[START OF SUPPLIED DATA]

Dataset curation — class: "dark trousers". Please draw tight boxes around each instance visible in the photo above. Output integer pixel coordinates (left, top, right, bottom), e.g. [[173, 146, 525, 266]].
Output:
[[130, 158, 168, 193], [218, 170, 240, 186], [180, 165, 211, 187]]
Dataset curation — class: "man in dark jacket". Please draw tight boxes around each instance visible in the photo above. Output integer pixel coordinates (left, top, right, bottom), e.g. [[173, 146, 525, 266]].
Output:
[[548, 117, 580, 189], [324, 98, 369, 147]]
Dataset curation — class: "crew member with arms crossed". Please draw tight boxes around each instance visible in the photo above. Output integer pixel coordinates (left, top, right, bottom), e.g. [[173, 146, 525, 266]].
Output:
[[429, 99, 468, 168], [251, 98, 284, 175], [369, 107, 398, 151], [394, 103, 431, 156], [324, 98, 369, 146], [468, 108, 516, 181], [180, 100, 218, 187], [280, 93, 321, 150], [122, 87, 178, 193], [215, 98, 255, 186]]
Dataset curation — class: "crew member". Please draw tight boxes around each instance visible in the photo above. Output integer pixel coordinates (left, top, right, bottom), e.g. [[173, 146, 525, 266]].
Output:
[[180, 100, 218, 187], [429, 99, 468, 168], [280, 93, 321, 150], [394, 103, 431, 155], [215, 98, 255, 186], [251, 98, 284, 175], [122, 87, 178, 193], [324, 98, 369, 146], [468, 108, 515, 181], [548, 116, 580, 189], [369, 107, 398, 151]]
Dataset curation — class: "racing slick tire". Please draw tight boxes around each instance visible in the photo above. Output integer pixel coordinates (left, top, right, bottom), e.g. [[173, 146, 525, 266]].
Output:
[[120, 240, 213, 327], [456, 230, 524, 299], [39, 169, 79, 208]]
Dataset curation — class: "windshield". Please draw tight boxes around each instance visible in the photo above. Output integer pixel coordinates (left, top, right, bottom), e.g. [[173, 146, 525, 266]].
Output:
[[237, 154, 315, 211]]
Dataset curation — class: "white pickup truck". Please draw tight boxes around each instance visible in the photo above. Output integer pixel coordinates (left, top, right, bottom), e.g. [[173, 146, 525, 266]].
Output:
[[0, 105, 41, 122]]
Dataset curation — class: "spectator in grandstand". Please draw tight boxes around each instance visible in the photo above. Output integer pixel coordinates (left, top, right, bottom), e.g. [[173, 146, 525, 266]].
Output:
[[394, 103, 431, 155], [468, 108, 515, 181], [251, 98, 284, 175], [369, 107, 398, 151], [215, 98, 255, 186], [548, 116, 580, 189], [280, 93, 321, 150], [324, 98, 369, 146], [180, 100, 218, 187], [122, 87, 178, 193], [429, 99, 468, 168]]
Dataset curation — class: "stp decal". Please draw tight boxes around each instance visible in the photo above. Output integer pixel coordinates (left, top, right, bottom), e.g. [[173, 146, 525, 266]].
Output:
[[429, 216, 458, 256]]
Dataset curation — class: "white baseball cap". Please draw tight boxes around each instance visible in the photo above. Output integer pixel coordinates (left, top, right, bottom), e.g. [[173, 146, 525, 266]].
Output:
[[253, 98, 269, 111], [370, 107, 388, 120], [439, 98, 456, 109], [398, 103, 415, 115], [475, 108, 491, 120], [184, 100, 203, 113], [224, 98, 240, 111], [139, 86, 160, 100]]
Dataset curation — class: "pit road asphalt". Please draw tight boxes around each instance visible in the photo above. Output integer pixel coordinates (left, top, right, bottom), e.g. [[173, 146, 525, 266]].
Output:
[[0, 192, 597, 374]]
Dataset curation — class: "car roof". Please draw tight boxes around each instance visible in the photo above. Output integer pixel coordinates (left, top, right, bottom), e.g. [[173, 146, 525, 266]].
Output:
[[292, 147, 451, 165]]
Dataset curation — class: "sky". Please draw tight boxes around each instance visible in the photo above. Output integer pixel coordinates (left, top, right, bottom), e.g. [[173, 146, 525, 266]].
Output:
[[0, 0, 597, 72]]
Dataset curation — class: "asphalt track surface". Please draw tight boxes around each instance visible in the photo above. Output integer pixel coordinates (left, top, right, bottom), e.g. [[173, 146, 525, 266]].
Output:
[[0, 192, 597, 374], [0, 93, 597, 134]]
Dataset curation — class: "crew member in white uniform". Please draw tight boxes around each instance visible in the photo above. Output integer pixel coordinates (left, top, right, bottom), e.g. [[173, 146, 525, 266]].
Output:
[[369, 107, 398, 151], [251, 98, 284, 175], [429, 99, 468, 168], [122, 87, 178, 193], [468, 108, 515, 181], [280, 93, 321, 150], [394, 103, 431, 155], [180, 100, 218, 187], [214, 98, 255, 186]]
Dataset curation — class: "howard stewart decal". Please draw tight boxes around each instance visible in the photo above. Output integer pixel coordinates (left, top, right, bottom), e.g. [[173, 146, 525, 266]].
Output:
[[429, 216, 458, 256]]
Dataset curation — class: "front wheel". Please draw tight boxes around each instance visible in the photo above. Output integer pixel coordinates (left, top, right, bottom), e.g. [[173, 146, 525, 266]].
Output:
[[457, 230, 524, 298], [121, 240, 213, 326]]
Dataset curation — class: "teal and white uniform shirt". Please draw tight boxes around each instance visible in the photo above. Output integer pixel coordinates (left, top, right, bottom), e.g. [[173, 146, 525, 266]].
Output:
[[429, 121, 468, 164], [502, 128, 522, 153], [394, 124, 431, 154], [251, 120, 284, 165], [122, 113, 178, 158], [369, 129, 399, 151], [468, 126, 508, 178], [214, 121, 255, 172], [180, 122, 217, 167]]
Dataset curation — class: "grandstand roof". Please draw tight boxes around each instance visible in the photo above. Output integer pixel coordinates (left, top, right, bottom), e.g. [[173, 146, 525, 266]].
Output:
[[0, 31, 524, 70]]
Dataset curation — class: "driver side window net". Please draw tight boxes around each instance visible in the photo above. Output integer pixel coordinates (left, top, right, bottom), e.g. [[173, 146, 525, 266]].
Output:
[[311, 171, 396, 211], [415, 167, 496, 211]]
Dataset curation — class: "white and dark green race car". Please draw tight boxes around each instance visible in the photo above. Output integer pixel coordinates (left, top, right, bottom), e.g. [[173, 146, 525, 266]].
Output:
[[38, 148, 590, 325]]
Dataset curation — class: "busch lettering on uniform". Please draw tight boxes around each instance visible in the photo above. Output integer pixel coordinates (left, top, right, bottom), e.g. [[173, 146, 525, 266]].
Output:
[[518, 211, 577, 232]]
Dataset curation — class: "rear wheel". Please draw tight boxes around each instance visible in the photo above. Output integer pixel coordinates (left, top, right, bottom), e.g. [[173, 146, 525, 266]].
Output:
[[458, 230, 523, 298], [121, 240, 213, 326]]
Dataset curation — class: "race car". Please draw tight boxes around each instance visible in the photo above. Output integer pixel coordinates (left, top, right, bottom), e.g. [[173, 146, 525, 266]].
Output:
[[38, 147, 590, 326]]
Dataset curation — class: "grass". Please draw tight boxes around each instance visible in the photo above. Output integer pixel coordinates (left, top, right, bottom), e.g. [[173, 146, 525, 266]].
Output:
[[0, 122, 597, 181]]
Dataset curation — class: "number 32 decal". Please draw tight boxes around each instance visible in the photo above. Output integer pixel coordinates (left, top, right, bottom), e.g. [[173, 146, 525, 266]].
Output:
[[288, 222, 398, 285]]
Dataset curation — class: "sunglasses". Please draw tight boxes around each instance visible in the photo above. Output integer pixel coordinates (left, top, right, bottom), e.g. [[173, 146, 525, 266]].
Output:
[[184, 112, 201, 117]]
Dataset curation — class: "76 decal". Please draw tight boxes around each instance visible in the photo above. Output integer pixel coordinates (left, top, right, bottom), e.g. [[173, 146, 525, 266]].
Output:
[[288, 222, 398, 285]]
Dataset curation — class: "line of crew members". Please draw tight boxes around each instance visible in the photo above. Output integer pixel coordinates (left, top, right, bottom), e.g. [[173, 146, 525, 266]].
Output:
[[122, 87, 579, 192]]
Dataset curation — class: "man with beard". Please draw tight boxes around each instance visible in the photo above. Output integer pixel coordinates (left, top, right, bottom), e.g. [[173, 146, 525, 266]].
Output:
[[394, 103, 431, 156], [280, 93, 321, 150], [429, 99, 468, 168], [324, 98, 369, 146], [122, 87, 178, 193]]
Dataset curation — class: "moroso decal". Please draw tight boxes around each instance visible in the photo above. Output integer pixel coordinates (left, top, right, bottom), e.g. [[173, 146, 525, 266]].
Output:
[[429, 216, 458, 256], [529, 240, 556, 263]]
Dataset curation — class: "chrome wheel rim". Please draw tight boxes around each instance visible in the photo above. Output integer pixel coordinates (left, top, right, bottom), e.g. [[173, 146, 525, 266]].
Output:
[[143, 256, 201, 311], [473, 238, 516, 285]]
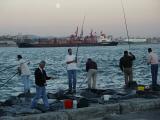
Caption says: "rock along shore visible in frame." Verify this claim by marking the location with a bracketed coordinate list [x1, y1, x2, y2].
[0, 88, 160, 120]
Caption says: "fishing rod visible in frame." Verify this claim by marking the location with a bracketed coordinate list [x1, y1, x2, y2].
[76, 16, 85, 61]
[0, 72, 18, 88]
[0, 61, 29, 72]
[121, 0, 130, 49]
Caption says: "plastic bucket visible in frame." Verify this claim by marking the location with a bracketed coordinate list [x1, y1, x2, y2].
[64, 99, 73, 109]
[137, 86, 145, 91]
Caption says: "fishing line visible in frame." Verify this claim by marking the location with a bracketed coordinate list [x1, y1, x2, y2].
[0, 60, 29, 72]
[121, 0, 130, 49]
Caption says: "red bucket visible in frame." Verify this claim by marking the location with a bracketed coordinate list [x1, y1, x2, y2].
[64, 99, 73, 109]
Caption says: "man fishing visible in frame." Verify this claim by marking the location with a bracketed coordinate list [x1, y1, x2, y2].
[65, 48, 77, 93]
[147, 48, 159, 88]
[17, 55, 31, 94]
[119, 51, 136, 87]
[86, 58, 97, 89]
[31, 60, 52, 110]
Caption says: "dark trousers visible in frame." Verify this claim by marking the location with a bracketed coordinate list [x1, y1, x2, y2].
[151, 64, 158, 86]
[67, 70, 77, 91]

[END OF SUPPLIED DATA]

STATED TASK:
Rescale everything from the line containing "member in white" down to the line containing "[[457, 230, 524, 298], [121, 240, 213, 326]]", both ends included, and give only those lines. Reproduce them in full, requests included, multiplying each box coordinate in the answers by 1.5 and rounding to whole numbers with halves going up.

PROBLEM SOLUTION:
Dataset curation — class: "crew member in white uniform". Please draw tight boxes around each instance visible in the photo above. Output integer pixel coordinates (left, top, right, bottom), e.g. [[173, 146, 525, 266]].
Output:
[[554, 161, 597, 227], [377, 147, 426, 263], [644, 149, 702, 252], [183, 131, 267, 290], [702, 162, 773, 272], [420, 140, 482, 225], [591, 155, 647, 233], [270, 150, 327, 281], [321, 147, 383, 279]]
Dataset curation — class: "howard stewart decal". Please draw tight boxes around each instance visible in the photo above. Output integer pixel coordinates (left, top, right, bottom), e.g. [[173, 146, 525, 266]].
Output:
[[644, 324, 687, 384]]
Dataset curation — class: "front wheel". Please draw tight boxes around each instance visible in the photo above. Output integer pixel coordinates (left, top, right, bottom), e.g. [[173, 146, 525, 266]].
Output:
[[686, 345, 786, 447], [182, 360, 320, 489]]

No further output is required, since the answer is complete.